▶ Source extract:
+++
Author Name: R. Lee Ingalls

Genre: Non-Fiction

Book: Ingalls on the Prairie – The Gene and Fern Ingalls Story

Favorite author: Laura Ingalls Wilder

Are you a full-time author? No I am not. If not, what’s your side gig? I am a Project Manager by career.

What experiences or people have influenced your writing the most? Laura Ingalls Wilder is a family member and knowing I was part of that family was the initial event that caused me to decide to write a book. My parents and their life together was an amazing thing to see, a love story of a different type.

Do you keep a writing journal and if so, how do you use it? I do not but I have been jotting down memory joggers for a couple decades.

Do you belong to a writers’ group? If so, describe your experience: No I do not.

Are you up with the sun or do you burn the midnight oil? I am up with the sun but can and do write late in the day as well. Normally I write new material in the morning and do my edits in the afternoon / early evening.

How do you get over a writing slump? I just start typing whatever comes into my mind.

Do you prefer writing dialogue or descriptive passages? Descriptive passages for sure.
+++
▶ Information given:
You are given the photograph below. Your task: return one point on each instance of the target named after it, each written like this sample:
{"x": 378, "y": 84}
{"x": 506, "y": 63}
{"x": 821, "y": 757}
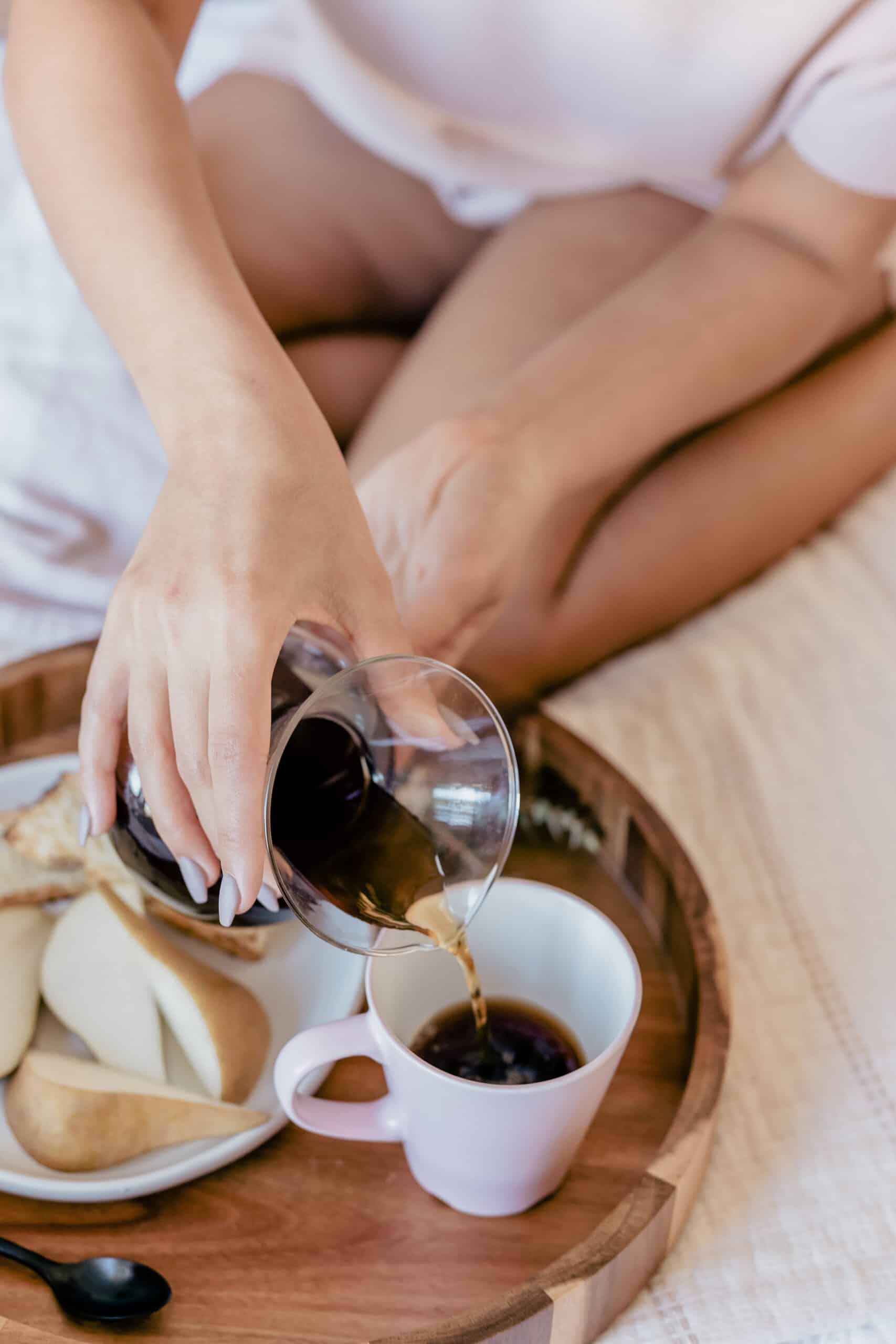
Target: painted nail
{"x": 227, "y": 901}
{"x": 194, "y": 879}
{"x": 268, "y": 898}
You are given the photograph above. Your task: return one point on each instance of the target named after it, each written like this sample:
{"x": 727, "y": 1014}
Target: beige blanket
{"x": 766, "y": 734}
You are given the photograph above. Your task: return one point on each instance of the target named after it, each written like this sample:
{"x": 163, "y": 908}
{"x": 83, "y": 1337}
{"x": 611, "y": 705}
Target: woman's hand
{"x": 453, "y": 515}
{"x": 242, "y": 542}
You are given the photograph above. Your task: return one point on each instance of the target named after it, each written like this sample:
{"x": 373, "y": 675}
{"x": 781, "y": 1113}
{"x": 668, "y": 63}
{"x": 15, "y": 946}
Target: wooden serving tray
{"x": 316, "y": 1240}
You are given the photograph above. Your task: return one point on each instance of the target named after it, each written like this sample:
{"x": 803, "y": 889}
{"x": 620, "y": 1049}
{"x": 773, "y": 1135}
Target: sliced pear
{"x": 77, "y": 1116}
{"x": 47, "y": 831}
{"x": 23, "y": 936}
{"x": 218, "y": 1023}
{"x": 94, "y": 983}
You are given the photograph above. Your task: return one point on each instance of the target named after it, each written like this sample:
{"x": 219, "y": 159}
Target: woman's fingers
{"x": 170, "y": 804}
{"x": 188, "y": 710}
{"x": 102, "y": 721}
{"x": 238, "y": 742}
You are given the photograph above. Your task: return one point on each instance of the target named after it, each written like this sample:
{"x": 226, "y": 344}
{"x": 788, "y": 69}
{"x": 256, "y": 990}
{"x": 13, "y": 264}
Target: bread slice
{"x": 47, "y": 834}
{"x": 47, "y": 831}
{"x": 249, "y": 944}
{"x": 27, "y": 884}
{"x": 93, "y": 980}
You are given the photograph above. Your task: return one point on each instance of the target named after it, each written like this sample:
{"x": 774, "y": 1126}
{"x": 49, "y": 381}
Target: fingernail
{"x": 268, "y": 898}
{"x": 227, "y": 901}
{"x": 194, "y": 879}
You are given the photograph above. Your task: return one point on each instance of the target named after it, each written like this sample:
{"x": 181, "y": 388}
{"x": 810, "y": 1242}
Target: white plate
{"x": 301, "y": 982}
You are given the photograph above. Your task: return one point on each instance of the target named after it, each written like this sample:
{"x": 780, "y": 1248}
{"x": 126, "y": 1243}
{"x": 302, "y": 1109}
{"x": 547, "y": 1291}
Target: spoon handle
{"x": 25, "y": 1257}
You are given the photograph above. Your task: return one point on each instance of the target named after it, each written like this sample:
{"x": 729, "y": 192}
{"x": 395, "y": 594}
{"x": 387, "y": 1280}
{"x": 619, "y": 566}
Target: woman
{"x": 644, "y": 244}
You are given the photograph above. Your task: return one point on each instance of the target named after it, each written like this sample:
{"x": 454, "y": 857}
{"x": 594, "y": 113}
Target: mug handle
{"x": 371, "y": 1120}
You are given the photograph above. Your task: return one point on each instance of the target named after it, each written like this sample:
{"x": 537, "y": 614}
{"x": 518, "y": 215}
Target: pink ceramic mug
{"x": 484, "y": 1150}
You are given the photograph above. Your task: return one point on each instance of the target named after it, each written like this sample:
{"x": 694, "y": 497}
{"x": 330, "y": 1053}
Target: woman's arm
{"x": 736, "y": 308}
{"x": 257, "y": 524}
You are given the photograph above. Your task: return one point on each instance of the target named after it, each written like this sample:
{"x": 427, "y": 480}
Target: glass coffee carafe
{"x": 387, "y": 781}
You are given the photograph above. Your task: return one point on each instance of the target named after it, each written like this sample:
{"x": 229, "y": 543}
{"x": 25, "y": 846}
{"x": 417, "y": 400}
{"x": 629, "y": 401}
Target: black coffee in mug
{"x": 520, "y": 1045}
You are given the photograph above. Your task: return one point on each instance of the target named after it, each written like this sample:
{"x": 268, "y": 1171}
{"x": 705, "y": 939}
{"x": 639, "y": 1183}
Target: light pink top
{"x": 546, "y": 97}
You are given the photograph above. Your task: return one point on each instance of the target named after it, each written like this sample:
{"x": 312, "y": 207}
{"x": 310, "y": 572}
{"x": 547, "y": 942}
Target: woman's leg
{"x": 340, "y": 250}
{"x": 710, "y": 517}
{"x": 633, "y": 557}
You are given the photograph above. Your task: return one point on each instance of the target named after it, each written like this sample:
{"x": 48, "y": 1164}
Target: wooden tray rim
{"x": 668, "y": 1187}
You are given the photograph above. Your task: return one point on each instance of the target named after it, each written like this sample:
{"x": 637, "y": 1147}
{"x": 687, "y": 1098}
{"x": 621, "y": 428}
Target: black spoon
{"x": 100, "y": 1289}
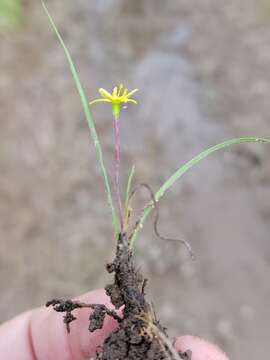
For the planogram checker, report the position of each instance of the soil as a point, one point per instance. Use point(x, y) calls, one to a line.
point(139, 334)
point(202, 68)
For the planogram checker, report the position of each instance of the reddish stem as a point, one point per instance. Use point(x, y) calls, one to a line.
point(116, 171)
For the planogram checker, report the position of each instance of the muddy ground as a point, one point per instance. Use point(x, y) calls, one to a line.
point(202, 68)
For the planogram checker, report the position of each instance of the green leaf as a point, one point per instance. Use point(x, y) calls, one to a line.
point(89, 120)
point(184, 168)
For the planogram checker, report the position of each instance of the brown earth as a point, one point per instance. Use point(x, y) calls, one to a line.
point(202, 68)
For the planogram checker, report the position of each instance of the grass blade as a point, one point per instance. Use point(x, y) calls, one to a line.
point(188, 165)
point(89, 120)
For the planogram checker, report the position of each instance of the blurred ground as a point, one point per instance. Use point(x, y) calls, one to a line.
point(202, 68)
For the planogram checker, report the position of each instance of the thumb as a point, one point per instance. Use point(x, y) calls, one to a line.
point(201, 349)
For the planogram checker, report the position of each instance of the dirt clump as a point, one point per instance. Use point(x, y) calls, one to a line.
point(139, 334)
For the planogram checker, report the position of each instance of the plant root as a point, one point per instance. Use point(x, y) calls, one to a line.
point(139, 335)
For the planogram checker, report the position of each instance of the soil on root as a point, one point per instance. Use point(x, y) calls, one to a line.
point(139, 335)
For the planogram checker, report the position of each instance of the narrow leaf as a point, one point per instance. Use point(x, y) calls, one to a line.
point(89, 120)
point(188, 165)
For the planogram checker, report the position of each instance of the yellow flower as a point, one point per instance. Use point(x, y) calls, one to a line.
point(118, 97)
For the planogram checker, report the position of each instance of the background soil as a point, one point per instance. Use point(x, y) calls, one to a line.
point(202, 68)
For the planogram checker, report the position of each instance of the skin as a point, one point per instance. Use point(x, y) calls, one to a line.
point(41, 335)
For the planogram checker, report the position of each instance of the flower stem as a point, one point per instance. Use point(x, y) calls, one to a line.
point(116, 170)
+++
▶ Check your understanding:
• A. Write out the part of the author interview that begins at the words "What experiences or" and stops after "No I do not.".
• B. Extend the author interview onward from its final answer.

▶ Exercise responses:
• A.
What experiences or people have influenced your writing the most? Laura Ingalls Wilder is a family member and knowing I was part of that family was the initial event that caused me to decide to write a book. My parents and their life together was an amazing thing to see, a love story of a different type.

Do you keep a writing journal and if so, how do you use it? I do not but I have been jotting down memory joggers for a couple decades.

Do you belong to a writers’ group? If so, describe your experience: No I do not.

• B.
What are you working on now? My second book is what I thought would be my first book but as I began to write I found my parents story to be much more compelling. My second book will also be non-fiction but my story.

What advice would you give to someone thinking about writing and publishing a book? Do it, don’t wait, begin now and don’t force it. I finally allowed the story to take a more organic path and then everything fell into place.

Do you listen to podcasts? If so, which podcasts do you find the most interesting? No, not really but I have been invited to participate in a couple mostly addressing the connection and continuing story of the Ingalls / Little House on the Prairie story.

Favorite escape: I love going on cruises, they are relaxing and I can completely disconnect.

Have you ever tried Kombucha tea? No I have not.

Do you prefer a couch with pillows or no pillows? With pillows

Would you rather rake leaves, shovel snow or weed? Rake leaves

Favorite mask – disposable paper, plain fabric, colorful print or something else? I have a variety but normally I wear one with a pattern and reusable.

Biggest writing challenge since COVID-19: No writing challenge it actually freed up my time to be able to complete my book, but the lack of travel and social distancing has limited my ability to promote my book.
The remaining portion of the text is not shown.